Text segment —
§ §

In the vast majority of cases it reduced my cognitive load significantly because I could just look at the method declaration and see that my code would be fine.

1 comments

Yes, as always it all depends on the context and how features are used. Maybe I was just bitten too often in situation where const is particular gnarly to use. I know for sure that in many cases, such as when calling small helper functions for copying a shallow array and such, one can easily pass pointer as pointers-to-const.

However, IME there is a big problem with const for more database-y, more stationary in-memory data. This is the kind of data that is almost always going to be mutated by at least some part of the code at some point in time. There is a fundamental problem of communication between mutating code and non-mutating code (the "strstr()" function, that has to apply a const-cast hack internally to implement its interface, is a trivial example here).

As said there are certainly situations where such "communication" isn't needed, but I'm anxious about precluding the possibility in the name of const-correctness.

I feel that instead of const (or whatever static formalized description of what a function is doing), good naming is most helpful to intuit broadly what that one function was doing again.

In C at least, I've ended up leaving const almost exclusively for the cases where the data is truly const - i.e. in the .ro section of the binary, and I know for sure it won't ever have to be modified, and basically I have to apply the const qualifier lest it puts the data in the wrong section / it needs an awful cast to remove the const. The majority of those are string literals typed as "const char *".

§ §

Information shown —
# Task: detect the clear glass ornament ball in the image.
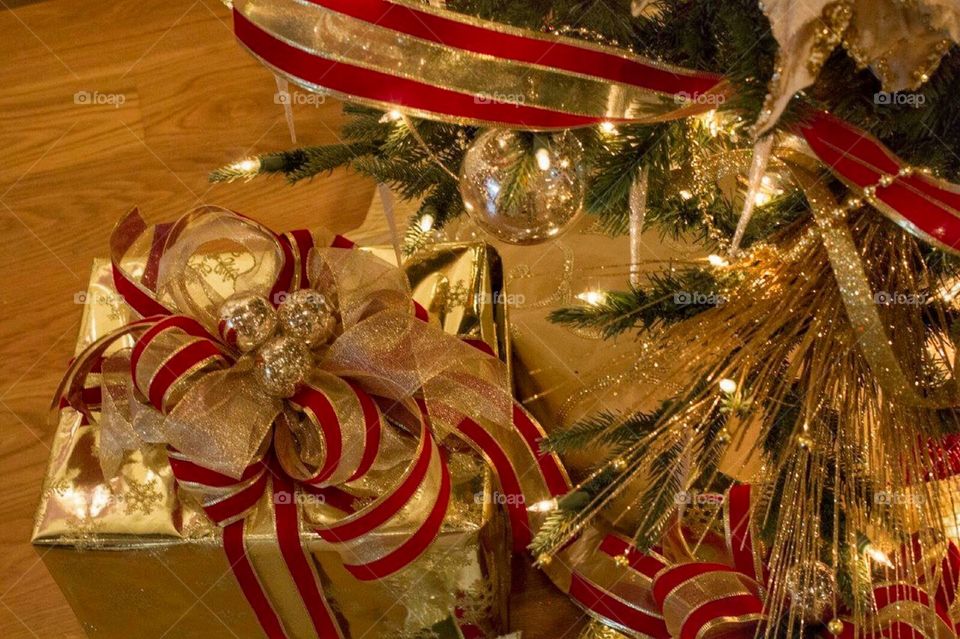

§ §

Actions to take —
**1.** Within the comment on const, swap "stationary" for "persistent" and give the passage again, starting with "However, IME there" and going on through "trivial example here).".
**2.** List every word or phrase that the comment on const puts inside double quotation marks.
The data above has no connection to the comment on const.

List of solutions —
**1.**
However, IME there is a big problem with const for more database-y, more persistent in-memory data. This is the kind of data that is almost always going to be mutated by at least some part of the code at some point in time. There is a fundamental problem of communication between mutating code and non-mutating code (the "strstr()" function, that has to apply a const-cast hack internally to implement its interface, is a trivial example here).

**2.**
strstr()
communication
const char *